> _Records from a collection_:
-=-=-=-=-

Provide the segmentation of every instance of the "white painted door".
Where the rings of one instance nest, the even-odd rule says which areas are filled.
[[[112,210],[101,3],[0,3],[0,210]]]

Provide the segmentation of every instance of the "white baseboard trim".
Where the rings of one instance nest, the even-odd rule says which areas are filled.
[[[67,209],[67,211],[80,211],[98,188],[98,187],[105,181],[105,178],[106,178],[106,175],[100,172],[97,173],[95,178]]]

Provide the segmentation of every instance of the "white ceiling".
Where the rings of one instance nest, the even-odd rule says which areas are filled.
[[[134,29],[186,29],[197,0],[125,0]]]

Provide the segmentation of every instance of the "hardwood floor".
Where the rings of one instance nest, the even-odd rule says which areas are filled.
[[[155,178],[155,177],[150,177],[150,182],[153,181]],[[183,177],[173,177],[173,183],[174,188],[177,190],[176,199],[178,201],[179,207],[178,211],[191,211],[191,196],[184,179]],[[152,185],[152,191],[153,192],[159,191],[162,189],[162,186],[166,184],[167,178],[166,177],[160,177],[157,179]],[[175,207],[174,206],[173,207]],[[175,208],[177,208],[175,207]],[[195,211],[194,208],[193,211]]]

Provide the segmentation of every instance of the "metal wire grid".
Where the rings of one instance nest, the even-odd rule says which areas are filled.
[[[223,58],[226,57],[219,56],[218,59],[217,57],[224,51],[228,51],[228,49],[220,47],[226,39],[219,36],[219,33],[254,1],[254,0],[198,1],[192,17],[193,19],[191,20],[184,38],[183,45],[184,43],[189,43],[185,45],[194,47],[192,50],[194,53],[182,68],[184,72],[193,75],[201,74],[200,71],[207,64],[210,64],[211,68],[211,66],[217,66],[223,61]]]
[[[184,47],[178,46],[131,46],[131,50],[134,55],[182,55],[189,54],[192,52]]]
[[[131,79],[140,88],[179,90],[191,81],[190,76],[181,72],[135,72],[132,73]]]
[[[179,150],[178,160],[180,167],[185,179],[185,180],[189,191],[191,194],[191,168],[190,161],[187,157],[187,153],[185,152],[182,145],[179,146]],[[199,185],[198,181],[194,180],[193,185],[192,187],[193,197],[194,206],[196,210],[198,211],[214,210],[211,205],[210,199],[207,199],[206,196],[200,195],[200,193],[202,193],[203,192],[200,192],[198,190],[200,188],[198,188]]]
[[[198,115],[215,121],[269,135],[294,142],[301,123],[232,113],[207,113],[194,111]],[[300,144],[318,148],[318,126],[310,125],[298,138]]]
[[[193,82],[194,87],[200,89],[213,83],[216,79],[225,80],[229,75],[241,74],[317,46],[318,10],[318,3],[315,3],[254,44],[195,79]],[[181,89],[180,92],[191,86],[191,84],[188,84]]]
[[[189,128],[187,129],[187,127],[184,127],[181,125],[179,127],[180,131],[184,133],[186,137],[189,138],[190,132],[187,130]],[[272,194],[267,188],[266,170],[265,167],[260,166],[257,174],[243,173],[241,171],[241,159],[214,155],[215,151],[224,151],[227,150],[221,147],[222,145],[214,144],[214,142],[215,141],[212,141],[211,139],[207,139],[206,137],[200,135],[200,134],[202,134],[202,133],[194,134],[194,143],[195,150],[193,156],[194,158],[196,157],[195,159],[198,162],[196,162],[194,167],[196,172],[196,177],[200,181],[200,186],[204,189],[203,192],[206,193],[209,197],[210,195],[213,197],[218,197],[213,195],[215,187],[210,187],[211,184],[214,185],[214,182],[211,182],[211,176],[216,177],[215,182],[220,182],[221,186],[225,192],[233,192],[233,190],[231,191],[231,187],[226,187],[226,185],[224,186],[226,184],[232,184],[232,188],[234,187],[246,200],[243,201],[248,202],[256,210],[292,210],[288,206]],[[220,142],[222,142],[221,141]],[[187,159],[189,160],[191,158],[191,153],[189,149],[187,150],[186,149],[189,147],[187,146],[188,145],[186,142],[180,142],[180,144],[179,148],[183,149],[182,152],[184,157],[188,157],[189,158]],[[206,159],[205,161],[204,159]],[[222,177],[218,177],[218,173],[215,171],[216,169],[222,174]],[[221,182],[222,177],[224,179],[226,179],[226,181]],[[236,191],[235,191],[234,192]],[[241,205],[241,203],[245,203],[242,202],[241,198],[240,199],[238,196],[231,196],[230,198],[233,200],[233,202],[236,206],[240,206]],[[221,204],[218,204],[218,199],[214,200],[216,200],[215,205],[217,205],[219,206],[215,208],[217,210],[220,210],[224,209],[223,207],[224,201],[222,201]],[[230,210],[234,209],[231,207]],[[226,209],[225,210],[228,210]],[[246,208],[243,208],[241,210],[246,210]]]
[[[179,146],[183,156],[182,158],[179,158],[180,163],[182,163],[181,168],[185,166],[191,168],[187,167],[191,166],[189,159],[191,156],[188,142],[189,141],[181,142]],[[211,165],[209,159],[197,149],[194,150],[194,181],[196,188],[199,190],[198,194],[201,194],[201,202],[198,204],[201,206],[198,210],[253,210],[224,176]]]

-=-=-=-=-

> _The exercise_: Show every line above that contains the word "white".

> _Worked solution_:
Provide the segmentation of every instance of the "white painted door".
Provide the segmentation of every instance of the "white baseboard trim".
Provide the segmentation of every instance of the "white ceiling".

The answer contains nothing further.